Data excerpts
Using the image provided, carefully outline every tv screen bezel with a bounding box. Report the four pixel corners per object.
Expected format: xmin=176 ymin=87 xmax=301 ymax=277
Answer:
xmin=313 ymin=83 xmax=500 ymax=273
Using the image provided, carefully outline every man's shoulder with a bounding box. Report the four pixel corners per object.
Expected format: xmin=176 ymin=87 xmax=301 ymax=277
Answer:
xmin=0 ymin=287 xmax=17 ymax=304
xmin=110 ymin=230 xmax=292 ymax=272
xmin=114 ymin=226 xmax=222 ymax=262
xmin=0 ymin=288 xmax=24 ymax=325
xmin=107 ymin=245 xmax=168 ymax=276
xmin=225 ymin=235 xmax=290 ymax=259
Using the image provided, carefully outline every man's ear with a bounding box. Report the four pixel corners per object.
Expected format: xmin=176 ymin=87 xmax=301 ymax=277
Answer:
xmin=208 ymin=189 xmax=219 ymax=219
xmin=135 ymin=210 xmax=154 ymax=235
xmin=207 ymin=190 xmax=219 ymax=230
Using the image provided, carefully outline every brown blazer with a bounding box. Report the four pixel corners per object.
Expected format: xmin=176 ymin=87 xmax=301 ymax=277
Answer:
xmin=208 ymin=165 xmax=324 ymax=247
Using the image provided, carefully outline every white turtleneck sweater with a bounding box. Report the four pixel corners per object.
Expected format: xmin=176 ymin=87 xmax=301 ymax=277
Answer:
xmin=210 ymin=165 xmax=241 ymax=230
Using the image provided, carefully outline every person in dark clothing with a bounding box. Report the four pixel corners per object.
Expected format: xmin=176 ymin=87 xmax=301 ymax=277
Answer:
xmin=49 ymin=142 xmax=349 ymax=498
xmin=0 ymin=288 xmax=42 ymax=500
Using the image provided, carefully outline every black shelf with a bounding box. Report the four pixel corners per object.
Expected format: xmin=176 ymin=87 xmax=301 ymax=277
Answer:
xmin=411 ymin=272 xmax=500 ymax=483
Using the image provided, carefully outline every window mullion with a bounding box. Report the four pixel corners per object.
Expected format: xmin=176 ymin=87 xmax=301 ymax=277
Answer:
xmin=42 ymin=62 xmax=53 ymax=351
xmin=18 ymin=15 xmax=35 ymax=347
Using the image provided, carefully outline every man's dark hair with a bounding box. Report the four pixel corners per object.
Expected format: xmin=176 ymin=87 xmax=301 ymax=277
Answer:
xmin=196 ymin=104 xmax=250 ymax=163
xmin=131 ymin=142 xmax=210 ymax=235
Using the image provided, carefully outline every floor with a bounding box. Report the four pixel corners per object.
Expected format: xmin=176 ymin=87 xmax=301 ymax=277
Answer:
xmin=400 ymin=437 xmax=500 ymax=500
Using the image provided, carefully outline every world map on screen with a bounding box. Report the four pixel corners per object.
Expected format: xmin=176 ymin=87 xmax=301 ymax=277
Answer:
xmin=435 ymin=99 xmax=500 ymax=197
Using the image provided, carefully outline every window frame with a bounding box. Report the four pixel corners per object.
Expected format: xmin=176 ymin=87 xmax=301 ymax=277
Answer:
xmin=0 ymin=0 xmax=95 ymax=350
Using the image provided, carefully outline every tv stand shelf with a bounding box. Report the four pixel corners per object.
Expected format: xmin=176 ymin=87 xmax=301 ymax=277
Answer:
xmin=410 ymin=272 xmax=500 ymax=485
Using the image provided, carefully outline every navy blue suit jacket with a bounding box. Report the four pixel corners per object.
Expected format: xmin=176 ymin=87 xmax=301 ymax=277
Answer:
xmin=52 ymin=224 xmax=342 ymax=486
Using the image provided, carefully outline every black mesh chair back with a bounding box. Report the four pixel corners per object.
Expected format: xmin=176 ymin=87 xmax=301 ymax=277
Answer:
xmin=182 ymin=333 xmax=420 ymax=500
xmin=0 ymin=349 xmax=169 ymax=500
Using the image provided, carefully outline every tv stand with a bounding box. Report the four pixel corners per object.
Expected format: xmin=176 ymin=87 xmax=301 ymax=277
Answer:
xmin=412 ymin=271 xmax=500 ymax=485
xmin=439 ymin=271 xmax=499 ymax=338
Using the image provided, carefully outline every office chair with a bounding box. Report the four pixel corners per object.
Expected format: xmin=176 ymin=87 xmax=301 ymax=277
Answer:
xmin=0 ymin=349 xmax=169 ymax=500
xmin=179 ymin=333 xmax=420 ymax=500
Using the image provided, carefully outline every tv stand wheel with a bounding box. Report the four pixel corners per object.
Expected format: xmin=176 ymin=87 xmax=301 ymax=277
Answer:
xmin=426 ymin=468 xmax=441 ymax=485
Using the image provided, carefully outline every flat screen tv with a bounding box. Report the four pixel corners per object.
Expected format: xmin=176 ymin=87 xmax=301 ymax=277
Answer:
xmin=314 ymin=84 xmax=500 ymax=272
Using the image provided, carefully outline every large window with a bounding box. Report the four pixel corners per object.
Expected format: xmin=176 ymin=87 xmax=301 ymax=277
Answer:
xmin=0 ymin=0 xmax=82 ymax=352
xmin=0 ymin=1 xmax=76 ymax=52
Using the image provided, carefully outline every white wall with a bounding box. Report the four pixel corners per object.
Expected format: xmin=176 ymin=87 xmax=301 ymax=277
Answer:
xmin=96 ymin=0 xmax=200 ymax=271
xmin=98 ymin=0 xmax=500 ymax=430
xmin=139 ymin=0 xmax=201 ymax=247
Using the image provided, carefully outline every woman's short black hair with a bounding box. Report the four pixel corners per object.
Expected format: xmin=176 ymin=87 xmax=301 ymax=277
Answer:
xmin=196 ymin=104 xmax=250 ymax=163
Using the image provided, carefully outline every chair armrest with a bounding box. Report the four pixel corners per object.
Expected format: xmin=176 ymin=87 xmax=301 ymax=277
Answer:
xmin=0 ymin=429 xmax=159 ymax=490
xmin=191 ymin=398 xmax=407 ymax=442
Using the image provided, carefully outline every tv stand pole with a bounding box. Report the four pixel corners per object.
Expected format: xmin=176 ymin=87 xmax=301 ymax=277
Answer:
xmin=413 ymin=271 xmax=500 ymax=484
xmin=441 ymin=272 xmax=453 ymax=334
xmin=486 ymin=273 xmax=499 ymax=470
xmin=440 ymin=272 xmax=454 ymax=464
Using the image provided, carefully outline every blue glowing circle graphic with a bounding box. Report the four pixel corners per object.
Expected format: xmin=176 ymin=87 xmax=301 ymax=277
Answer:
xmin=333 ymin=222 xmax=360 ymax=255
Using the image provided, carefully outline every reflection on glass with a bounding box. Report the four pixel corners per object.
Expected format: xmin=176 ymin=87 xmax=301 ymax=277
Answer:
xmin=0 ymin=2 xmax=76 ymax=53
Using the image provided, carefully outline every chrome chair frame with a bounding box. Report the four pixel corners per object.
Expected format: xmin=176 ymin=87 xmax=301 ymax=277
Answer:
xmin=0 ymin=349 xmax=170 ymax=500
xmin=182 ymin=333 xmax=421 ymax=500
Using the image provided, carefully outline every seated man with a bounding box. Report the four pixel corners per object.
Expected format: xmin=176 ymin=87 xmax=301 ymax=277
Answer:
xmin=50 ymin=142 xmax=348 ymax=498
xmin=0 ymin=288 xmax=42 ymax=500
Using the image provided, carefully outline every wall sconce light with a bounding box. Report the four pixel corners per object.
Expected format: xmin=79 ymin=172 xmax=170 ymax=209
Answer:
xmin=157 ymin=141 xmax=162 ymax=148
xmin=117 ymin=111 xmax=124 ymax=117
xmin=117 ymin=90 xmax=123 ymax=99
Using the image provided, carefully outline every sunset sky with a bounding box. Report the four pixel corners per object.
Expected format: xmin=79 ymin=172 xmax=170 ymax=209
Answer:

What the task asks
Reproduce every record word for word.

Exercise response
Using the image provided, carefully outline every tv screen bezel with a bounding box. Report the four pixel corners per object.
Expected format: xmin=176 ymin=87 xmax=301 ymax=277
Answer:
xmin=313 ymin=83 xmax=500 ymax=273
Using the image provided, carefully outline every man's shoulder with a bounding box. Report the four pixel corners per object.
Expected format: xmin=176 ymin=87 xmax=301 ymax=277
Answer:
xmin=0 ymin=287 xmax=17 ymax=304
xmin=110 ymin=230 xmax=292 ymax=272
xmin=114 ymin=226 xmax=222 ymax=262
xmin=0 ymin=288 xmax=24 ymax=325
xmin=107 ymin=245 xmax=168 ymax=276
xmin=225 ymin=235 xmax=290 ymax=259
Using the image provided, carefully outline every man's ear with a bounding box. Report the four pixel corners per object.
Expected format: xmin=176 ymin=87 xmax=301 ymax=277
Answer:
xmin=208 ymin=189 xmax=219 ymax=219
xmin=135 ymin=210 xmax=154 ymax=235
xmin=207 ymin=190 xmax=219 ymax=230
Using the image provided, carefully outline every brown blazer with a bounding box. Report the four pixel corners per object.
Expected format: xmin=176 ymin=87 xmax=301 ymax=277
Answer:
xmin=208 ymin=165 xmax=324 ymax=247
Using the image provided, carefully outline every white turtleneck sweater with a bounding box. Report the four pixel corners per object.
Expected format: xmin=176 ymin=87 xmax=301 ymax=277
Answer:
xmin=210 ymin=165 xmax=241 ymax=230
Using the image provided, carefully outline every person in dark clothing with a bounding box. Report the four pixel corners per object.
Expected format: xmin=176 ymin=87 xmax=301 ymax=277
Answer:
xmin=49 ymin=142 xmax=349 ymax=498
xmin=0 ymin=288 xmax=42 ymax=500
Using the image provided, carefully outline every black shelf with a bounding box. Report the four pixel corners per object.
Expected format: xmin=176 ymin=87 xmax=301 ymax=277
Answer:
xmin=411 ymin=272 xmax=500 ymax=483
Using the image provided, carefully outline every window mullion with a bounding box. Report the four pixel corners per object.
Expected format: xmin=176 ymin=87 xmax=301 ymax=277
Answer:
xmin=42 ymin=62 xmax=53 ymax=351
xmin=18 ymin=15 xmax=35 ymax=347
Using the image provided, carefully outline every man's dark hair with a bounding box. Report the four pixel corners per object.
Expected format: xmin=176 ymin=87 xmax=301 ymax=277
Answer:
xmin=196 ymin=104 xmax=250 ymax=163
xmin=131 ymin=142 xmax=210 ymax=235
Using the image provided, carefully outline every floor with a bounding box. Report the four pixel corners per object.
Expected format: xmin=176 ymin=87 xmax=301 ymax=277
Answer:
xmin=400 ymin=437 xmax=500 ymax=500
Using the image provided, carefully outline every world map on screen with a bounding box. Report the four pixel corners per object.
Expected format: xmin=176 ymin=87 xmax=301 ymax=277
Answer:
xmin=435 ymin=99 xmax=500 ymax=197
Using the image provided, carefully outline every window frame with a bounding box. Report the four pixel corners per object.
Expected format: xmin=176 ymin=87 xmax=301 ymax=277
Answer:
xmin=0 ymin=0 xmax=95 ymax=350
Using the image provided, carefully outline every tv stand shelf with a bounding box. Report the four pixel corners per object.
Expected format: xmin=176 ymin=87 xmax=301 ymax=277
Answer:
xmin=410 ymin=272 xmax=500 ymax=485
Using the image provided, carefully outline every navy blue suit jacket with a bounding box. Report the four pixel corners per object.
Expected format: xmin=176 ymin=87 xmax=301 ymax=277
Answer:
xmin=52 ymin=224 xmax=342 ymax=486
Using the image provided, carefully outline every black mesh chair back with a bounding box. Report the four pixel corners per object.
Expected format: xmin=176 ymin=87 xmax=301 ymax=277
Answer:
xmin=182 ymin=333 xmax=420 ymax=500
xmin=0 ymin=349 xmax=169 ymax=500
Using the image provided, carefully outline every tv stand with a bounding box. Report the four pixel corners per object.
Expected format: xmin=176 ymin=87 xmax=301 ymax=277
Answer:
xmin=412 ymin=271 xmax=500 ymax=485
xmin=439 ymin=271 xmax=499 ymax=338
Using the image provided, carefully outline every office chair with a bounding box. Report the four pixel corners per object.
Expected format: xmin=176 ymin=87 xmax=301 ymax=277
Answer:
xmin=0 ymin=349 xmax=169 ymax=500
xmin=179 ymin=333 xmax=420 ymax=500
Using the image provided, carefully outline every tv stand wheel with a bounding box. Report the four pixel corners per object.
Expected format: xmin=176 ymin=87 xmax=301 ymax=277
Answer:
xmin=426 ymin=468 xmax=441 ymax=485
Using the image provided, carefully outline every flat screen tv with a bounding box. Report the four pixel corners per object.
Expected format: xmin=176 ymin=87 xmax=301 ymax=277
Answer:
xmin=314 ymin=84 xmax=500 ymax=272
Using the image provided, carefully outline every large window with a bounding box. Report the four pixel corners per object.
Expected format: xmin=176 ymin=87 xmax=301 ymax=277
Answer:
xmin=0 ymin=0 xmax=82 ymax=352
xmin=0 ymin=1 xmax=76 ymax=52
Using the image provided, carefully outline every white wall with a bounding box. Report the four pixel corners per object.
Expected format: xmin=176 ymin=87 xmax=301 ymax=277
Answer:
xmin=96 ymin=0 xmax=200 ymax=271
xmin=98 ymin=0 xmax=500 ymax=430
xmin=139 ymin=0 xmax=201 ymax=247
Using the image provided, carefully outline every woman's short black hair with a bounding box. Report the four pixel corners per object.
Expected format: xmin=176 ymin=87 xmax=301 ymax=277
Answer:
xmin=196 ymin=104 xmax=250 ymax=163
Using the image provided, carefully outline every chair armrest with a bounding box. Report the four pixel corners per object.
Expected format: xmin=176 ymin=87 xmax=301 ymax=277
Answer:
xmin=0 ymin=429 xmax=159 ymax=490
xmin=191 ymin=398 xmax=407 ymax=442
Using the image provided, carefully outline every tv stand pole with a bounding box. Report the four pixel corners per object.
Expected format: xmin=176 ymin=87 xmax=301 ymax=277
Answer:
xmin=413 ymin=271 xmax=500 ymax=484
xmin=441 ymin=272 xmax=453 ymax=334
xmin=486 ymin=273 xmax=499 ymax=470
xmin=440 ymin=272 xmax=454 ymax=464
Using the image provided, carefully outline every blue glowing circle graphic with a bounding box. Report the four pixel corners per object.
Expected format: xmin=176 ymin=87 xmax=301 ymax=277
Answer:
xmin=333 ymin=222 xmax=360 ymax=255
Using the image provided, carefully outline every reflection on glass with a bounding box. Report the four pixel corners per object.
Expected format: xmin=176 ymin=87 xmax=301 ymax=277
Answer:
xmin=0 ymin=2 xmax=76 ymax=53
Using the image provided, carefully outline every chrome chair frame with a bounding box. Report the four pixel corners per object.
Expected format: xmin=176 ymin=87 xmax=301 ymax=277
Answer:
xmin=0 ymin=349 xmax=170 ymax=500
xmin=182 ymin=333 xmax=421 ymax=500
Using the image provided, carefully outline every seated man with a bounding box. Report the four pixel corners per object.
Expected format: xmin=176 ymin=87 xmax=301 ymax=277
Answer:
xmin=50 ymin=142 xmax=348 ymax=498
xmin=0 ymin=288 xmax=42 ymax=500
Using the image provided, carefully outline every wall sconce light with a bounding box. Report the four pixel corners per object.
Expected format: xmin=79 ymin=172 xmax=170 ymax=209
Answer:
xmin=157 ymin=141 xmax=162 ymax=148
xmin=117 ymin=111 xmax=124 ymax=117
xmin=117 ymin=90 xmax=123 ymax=99
Using the image provided, carefully outline every sunset sky with a bounding box. Report the four pixel corners per object.
Expected format: xmin=79 ymin=172 xmax=170 ymax=209
Answer:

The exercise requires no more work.